**MATERIAL PROVIDED:**
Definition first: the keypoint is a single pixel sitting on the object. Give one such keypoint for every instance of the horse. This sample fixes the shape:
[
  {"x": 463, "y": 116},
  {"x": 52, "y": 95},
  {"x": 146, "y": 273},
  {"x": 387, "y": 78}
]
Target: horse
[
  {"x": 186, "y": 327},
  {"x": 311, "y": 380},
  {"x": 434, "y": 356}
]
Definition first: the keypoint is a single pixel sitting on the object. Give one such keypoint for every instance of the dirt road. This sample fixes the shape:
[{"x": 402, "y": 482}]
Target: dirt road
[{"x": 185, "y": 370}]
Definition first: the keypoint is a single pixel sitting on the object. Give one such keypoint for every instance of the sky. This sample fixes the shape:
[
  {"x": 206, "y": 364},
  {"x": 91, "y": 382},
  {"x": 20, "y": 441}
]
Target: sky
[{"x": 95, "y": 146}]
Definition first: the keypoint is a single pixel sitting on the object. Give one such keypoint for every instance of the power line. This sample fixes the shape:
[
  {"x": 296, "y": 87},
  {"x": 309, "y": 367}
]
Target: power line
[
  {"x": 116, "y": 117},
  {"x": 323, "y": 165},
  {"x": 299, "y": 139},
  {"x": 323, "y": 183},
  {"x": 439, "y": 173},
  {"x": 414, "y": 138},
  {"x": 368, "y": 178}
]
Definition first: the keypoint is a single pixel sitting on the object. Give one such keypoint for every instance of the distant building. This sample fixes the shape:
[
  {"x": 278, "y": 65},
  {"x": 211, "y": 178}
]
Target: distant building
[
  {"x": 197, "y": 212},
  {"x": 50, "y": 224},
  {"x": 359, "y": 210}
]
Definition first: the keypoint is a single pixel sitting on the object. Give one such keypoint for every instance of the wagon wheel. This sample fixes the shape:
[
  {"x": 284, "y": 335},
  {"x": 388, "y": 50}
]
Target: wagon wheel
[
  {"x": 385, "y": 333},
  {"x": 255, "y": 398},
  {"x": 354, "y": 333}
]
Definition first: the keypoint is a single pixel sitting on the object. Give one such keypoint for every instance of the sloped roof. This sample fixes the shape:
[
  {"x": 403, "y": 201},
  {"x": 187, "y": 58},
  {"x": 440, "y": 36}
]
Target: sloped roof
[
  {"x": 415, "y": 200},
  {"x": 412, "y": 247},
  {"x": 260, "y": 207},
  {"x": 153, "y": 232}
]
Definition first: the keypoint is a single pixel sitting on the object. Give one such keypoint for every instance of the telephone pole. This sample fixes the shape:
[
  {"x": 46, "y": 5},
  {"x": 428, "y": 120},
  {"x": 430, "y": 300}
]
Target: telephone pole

**ASSIGNMENT:** Give back the material above in full, exactly as it reads.

**YOUR RESPONSE:**
Definition first: the keypoint is a single pixel sitting on the object. Give one such keypoint for every instance of the horse. This sample fixes the shape:
[
  {"x": 463, "y": 116},
  {"x": 52, "y": 95},
  {"x": 146, "y": 273},
  {"x": 387, "y": 78}
]
Target: horse
[
  {"x": 186, "y": 327},
  {"x": 311, "y": 380},
  {"x": 434, "y": 356}
]
Definition first: the keypoint is a single pixel sitting on the object. Give one such keypoint for every instance of the dirt road. This sample fixes the shape:
[{"x": 402, "y": 482}]
Target: dirt road
[{"x": 185, "y": 370}]
Definition first: the keypoint is a single pixel sitting on the object. Give one such keypoint for every instance of the sky. This sample fixes the shape:
[
  {"x": 206, "y": 364},
  {"x": 91, "y": 382},
  {"x": 20, "y": 441}
]
Target: sky
[{"x": 95, "y": 146}]
Definition first: the keypoint is a single pixel sitting on the object. Give one such keypoint for every instance of the power line. This sample fixes the shape:
[
  {"x": 296, "y": 87},
  {"x": 309, "y": 367}
]
Target: power line
[
  {"x": 116, "y": 117},
  {"x": 323, "y": 165},
  {"x": 299, "y": 139},
  {"x": 323, "y": 183},
  {"x": 439, "y": 173},
  {"x": 414, "y": 138},
  {"x": 368, "y": 178}
]
Definition first: the keypoint is a single pixel sitting on the object. Give one such keypoint for every instance of the distant building. This sample fixes the shape:
[
  {"x": 278, "y": 65},
  {"x": 211, "y": 178}
]
Target: distant building
[
  {"x": 197, "y": 212},
  {"x": 50, "y": 224},
  {"x": 359, "y": 210}
]
Definition first: the keypoint is a single pixel sitting on the object. Give one such keypoint for every instance of the wagon wheel. This sample fixes the shape:
[
  {"x": 284, "y": 335},
  {"x": 388, "y": 50}
]
Target: wagon wheel
[
  {"x": 385, "y": 333},
  {"x": 255, "y": 398},
  {"x": 354, "y": 333}
]
Definition first: the keypoint is a single pixel sitting on the object. Give one such keypoint for every instance of the sloped roof. This sample fixes the shape:
[
  {"x": 403, "y": 201},
  {"x": 187, "y": 58},
  {"x": 440, "y": 36}
]
Target: sloped roof
[
  {"x": 415, "y": 200},
  {"x": 412, "y": 247},
  {"x": 260, "y": 207},
  {"x": 153, "y": 232}
]
Definition first: the keypoint is a single pixel sitting on the object. Give one such keypoint for every instance of the telephone pole. This sample fixes the shape:
[
  {"x": 46, "y": 5},
  {"x": 428, "y": 120},
  {"x": 430, "y": 300}
]
Target: telephone pole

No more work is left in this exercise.